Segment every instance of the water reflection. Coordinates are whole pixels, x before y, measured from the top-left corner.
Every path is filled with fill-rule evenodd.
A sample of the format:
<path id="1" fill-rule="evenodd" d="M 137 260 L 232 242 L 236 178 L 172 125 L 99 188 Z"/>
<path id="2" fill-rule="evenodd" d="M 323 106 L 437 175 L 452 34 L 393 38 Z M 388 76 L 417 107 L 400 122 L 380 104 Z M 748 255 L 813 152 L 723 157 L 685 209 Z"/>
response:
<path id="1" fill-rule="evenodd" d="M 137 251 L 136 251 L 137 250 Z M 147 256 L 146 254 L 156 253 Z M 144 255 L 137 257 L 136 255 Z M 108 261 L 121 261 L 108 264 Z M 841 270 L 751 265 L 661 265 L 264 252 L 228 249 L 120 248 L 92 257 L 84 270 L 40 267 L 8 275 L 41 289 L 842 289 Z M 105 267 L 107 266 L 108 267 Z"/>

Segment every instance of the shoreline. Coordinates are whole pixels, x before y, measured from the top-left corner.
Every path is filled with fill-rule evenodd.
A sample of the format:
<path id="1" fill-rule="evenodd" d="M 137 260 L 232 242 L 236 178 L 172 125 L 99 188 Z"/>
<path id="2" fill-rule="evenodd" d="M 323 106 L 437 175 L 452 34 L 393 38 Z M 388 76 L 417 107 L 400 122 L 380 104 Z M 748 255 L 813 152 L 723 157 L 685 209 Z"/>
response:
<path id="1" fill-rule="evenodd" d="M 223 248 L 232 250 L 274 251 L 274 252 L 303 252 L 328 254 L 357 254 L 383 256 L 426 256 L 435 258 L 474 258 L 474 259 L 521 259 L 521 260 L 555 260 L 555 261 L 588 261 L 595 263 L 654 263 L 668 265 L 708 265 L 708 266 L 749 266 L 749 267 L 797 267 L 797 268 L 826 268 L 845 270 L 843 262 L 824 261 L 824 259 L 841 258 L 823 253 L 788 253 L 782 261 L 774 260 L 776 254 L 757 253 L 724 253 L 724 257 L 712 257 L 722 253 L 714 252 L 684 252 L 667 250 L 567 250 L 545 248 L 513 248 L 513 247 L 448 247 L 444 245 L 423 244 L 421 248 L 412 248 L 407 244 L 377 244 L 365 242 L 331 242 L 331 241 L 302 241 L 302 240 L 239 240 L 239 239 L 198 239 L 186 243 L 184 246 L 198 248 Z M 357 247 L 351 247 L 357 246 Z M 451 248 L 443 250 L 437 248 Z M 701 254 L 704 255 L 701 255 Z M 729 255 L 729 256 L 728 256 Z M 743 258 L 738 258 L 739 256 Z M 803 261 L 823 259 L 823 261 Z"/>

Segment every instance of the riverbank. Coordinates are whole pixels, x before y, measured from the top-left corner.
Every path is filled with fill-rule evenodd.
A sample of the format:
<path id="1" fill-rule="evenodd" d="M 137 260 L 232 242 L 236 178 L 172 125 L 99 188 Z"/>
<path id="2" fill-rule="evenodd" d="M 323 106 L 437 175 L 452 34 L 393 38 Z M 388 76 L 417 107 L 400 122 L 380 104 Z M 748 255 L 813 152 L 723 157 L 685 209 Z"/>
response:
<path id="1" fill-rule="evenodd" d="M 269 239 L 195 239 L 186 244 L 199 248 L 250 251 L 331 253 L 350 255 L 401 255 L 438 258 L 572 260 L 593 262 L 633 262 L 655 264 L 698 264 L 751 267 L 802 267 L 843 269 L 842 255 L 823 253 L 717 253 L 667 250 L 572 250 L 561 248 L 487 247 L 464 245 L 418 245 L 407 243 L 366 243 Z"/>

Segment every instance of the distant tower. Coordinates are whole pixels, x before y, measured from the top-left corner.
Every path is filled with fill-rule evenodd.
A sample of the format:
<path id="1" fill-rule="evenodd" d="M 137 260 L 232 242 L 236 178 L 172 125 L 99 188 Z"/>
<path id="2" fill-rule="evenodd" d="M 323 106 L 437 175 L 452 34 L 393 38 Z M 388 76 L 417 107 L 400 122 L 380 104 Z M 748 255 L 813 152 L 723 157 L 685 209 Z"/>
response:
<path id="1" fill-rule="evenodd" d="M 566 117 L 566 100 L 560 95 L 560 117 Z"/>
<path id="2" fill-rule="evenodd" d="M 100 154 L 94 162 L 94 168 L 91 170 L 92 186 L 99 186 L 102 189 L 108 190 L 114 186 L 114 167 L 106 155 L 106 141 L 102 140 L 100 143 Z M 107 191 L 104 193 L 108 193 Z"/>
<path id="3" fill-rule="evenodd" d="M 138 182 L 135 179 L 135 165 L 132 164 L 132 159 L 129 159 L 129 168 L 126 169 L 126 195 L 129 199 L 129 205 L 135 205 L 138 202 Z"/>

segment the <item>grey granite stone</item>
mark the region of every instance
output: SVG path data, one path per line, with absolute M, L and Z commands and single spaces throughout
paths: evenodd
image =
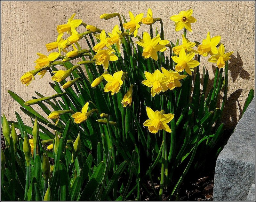
M 213 200 L 245 200 L 255 183 L 255 98 L 216 162 Z
M 247 201 L 255 201 L 255 184 L 252 184 L 247 195 Z

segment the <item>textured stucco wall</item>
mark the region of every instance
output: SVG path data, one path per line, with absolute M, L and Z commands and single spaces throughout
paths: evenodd
M 34 69 L 37 52 L 48 54 L 45 44 L 55 41 L 57 26 L 66 23 L 73 13 L 76 13 L 75 18 L 110 31 L 119 23 L 117 18 L 101 20 L 101 14 L 117 12 L 129 20 L 129 10 L 134 14 L 144 12 L 146 16 L 148 8 L 154 17 L 163 19 L 166 39 L 174 42 L 183 33 L 175 31 L 170 17 L 192 9 L 197 21 L 192 24 L 193 34 L 188 32 L 187 37 L 190 40 L 201 41 L 210 31 L 211 36 L 221 36 L 221 42 L 227 51 L 234 52 L 230 61 L 228 99 L 223 119 L 226 128 L 234 127 L 249 90 L 254 89 L 255 4 L 252 1 L 2 2 L 1 113 L 9 120 L 15 120 L 14 111 L 17 111 L 25 123 L 31 125 L 28 117 L 21 112 L 7 90 L 14 91 L 25 100 L 36 96 L 35 91 L 45 95 L 54 94 L 48 84 L 51 81 L 49 72 L 41 79 L 36 76 L 28 86 L 22 84 L 20 78 Z M 148 26 L 142 25 L 139 34 L 149 30 Z M 208 58 L 201 59 L 201 63 L 209 70 L 212 85 L 215 68 L 207 61 Z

══════════

## EXERCISE BRIEF
Convert all of the data above into a JSON list of strings, with one string per line and blank lines omitted. Leave the pictures out of the list.

## FINISHED ANSWER
[
  "Segment every instance of the water reflection. Coordinates are whole pixels, x before y, measured from the top-left corner.",
  "Every path is filled with fill-rule evenodd.",
  "A sample of the format:",
  "<path id=\"1\" fill-rule=\"evenodd\" d=\"M 137 260 L 232 242 L 236 178 L 172 125 L 99 188 Z\"/>",
  "<path id=\"2\" fill-rule=\"evenodd\" d=\"M 323 106 L 437 175 L 452 34 L 393 38 Z M 388 76 L 417 107 L 400 122 L 380 104 Z M 748 255 L 813 152 L 723 157 L 685 209 Z\"/>",
  "response:",
  "<path id=\"1\" fill-rule=\"evenodd\" d=\"M 137 251 L 136 251 L 137 250 Z M 147 256 L 146 254 L 156 253 Z M 144 255 L 137 257 L 136 255 Z M 108 261 L 121 261 L 108 264 Z M 841 270 L 751 265 L 661 265 L 264 252 L 228 249 L 120 248 L 92 257 L 84 270 L 40 267 L 8 275 L 41 289 L 842 289 Z M 105 267 L 107 266 L 108 267 Z\"/>",
  "Segment every instance of the shoreline. Coordinates are whole pixels, x before y, measured from the top-left corner.",
  "Every path is filled with fill-rule evenodd.",
  "A sample of the format:",
  "<path id=\"1\" fill-rule=\"evenodd\" d=\"M 137 260 L 232 242 L 236 178 L 172 125 L 99 188 Z\"/>",
  "<path id=\"2\" fill-rule=\"evenodd\" d=\"M 323 106 L 437 175 L 452 34 L 393 38 Z M 388 76 L 417 107 L 400 122 L 380 104 Z M 748 255 L 813 152 L 723 157 L 685 209 Z\"/>",
  "response:",
  "<path id=\"1\" fill-rule=\"evenodd\" d=\"M 223 248 L 232 250 L 274 251 L 274 252 L 303 252 L 328 254 L 357 254 L 383 256 L 426 256 L 435 258 L 474 258 L 474 259 L 521 259 L 521 260 L 555 260 L 555 261 L 588 261 L 595 263 L 654 263 L 668 265 L 708 265 L 708 266 L 749 266 L 749 267 L 797 267 L 797 268 L 826 268 L 845 270 L 843 262 L 824 261 L 824 259 L 841 258 L 823 253 L 788 253 L 782 261 L 774 260 L 776 254 L 757 253 L 724 253 L 724 257 L 712 257 L 722 253 L 714 252 L 684 252 L 667 250 L 567 250 L 545 248 L 513 248 L 513 247 L 448 247 L 444 245 L 423 244 L 421 248 L 412 248 L 407 244 L 377 244 L 365 242 L 331 242 L 331 241 L 302 241 L 302 240 L 239 240 L 239 239 L 198 239 L 186 243 L 184 246 L 198 248 Z M 357 247 L 351 247 L 357 246 Z M 451 248 L 443 250 L 437 248 Z M 701 254 L 704 255 L 701 255 Z M 729 255 L 729 256 L 728 256 Z M 743 258 L 738 258 L 739 256 Z M 803 261 L 823 259 L 823 261 Z\"/>",
  "Segment every instance of the riverbank. Coordinates are whole pixels, x before y, measured from the top-left corner.",
  "Every path is filled with fill-rule evenodd.",
  "A sample of the format:",
  "<path id=\"1\" fill-rule=\"evenodd\" d=\"M 137 260 L 232 242 L 236 178 L 172 125 L 99 188 Z\"/>",
  "<path id=\"2\" fill-rule=\"evenodd\" d=\"M 323 106 L 437 175 L 452 34 L 393 38 Z M 388 76 L 417 107 L 400 122 L 380 104 Z M 748 255 L 813 152 L 723 157 L 685 209 Z\"/>",
  "response:",
  "<path id=\"1\" fill-rule=\"evenodd\" d=\"M 269 239 L 195 239 L 186 244 L 199 248 L 250 251 L 331 253 L 350 255 L 401 255 L 438 258 L 572 260 L 593 262 L 633 262 L 655 264 L 698 264 L 751 267 L 802 267 L 843 269 L 842 255 L 823 253 L 717 253 L 667 250 L 572 250 L 561 248 L 487 247 L 464 245 L 418 245 L 407 243 L 366 243 Z\"/>",
  "Segment every instance of the distant tower. Coordinates are whole pixels, x before y, measured from the top-left corner.",
  "Every path is filled with fill-rule evenodd.",
  "A sample of the format:",
  "<path id=\"1\" fill-rule=\"evenodd\" d=\"M 137 260 L 232 242 L 236 178 L 172 125 L 99 188 Z\"/>",
  "<path id=\"2\" fill-rule=\"evenodd\" d=\"M 323 106 L 437 175 L 452 34 L 393 38 Z M 388 76 L 417 107 L 400 122 L 380 104 Z M 748 255 L 813 152 L 723 157 L 685 209 Z\"/>",
  "response:",
  "<path id=\"1\" fill-rule=\"evenodd\" d=\"M 566 117 L 566 100 L 560 95 L 560 117 Z\"/>",
  "<path id=\"2\" fill-rule=\"evenodd\" d=\"M 100 154 L 94 162 L 94 168 L 91 170 L 92 186 L 99 186 L 102 189 L 108 190 L 114 186 L 114 167 L 106 155 L 106 141 L 102 140 L 100 143 Z M 107 191 L 104 193 L 108 193 Z\"/>",
  "<path id=\"3\" fill-rule=\"evenodd\" d=\"M 138 182 L 135 179 L 135 165 L 132 164 L 132 159 L 129 159 L 129 168 L 126 169 L 126 195 L 129 199 L 129 205 L 135 205 L 138 202 Z\"/>",
  "segment the <item>grey granite stone</item>",
  "mark the region of every instance",
  "output: SVG path data, one path per line, with absolute M, L and Z commands and single spaces throughout",
  "paths: evenodd",
  "image =",
  "M 213 200 L 245 200 L 255 183 L 255 98 L 216 162 Z",
  "M 247 201 L 255 201 L 255 184 L 252 184 L 247 195 Z",
  "segment the <item>textured stucco wall</item>",
  "mark the region of every instance",
  "output: SVG path data, one path per line, with absolute M, L and Z commands and single spaces throughout",
  "paths: evenodd",
  "M 34 69 L 37 52 L 48 54 L 45 44 L 55 41 L 57 26 L 66 23 L 73 13 L 76 13 L 75 18 L 110 31 L 119 23 L 117 18 L 101 20 L 101 14 L 117 12 L 129 20 L 129 10 L 134 14 L 144 12 L 146 16 L 148 8 L 154 17 L 163 19 L 166 39 L 174 42 L 183 33 L 175 31 L 170 17 L 192 9 L 197 21 L 192 24 L 193 34 L 188 32 L 187 37 L 190 40 L 201 41 L 210 31 L 211 36 L 221 36 L 221 42 L 227 51 L 234 52 L 230 61 L 228 99 L 223 119 L 226 128 L 234 127 L 249 90 L 254 89 L 255 4 L 252 1 L 2 2 L 1 113 L 9 120 L 15 120 L 14 111 L 17 111 L 25 123 L 31 125 L 28 117 L 21 112 L 7 90 L 14 91 L 25 100 L 36 96 L 35 91 L 45 95 L 54 94 L 48 84 L 51 81 L 49 72 L 41 79 L 36 76 L 28 86 L 22 84 L 20 78 Z M 148 26 L 142 25 L 139 34 L 149 30 Z M 208 58 L 201 59 L 201 63 L 209 70 L 212 85 L 215 68 L 207 61 Z"
]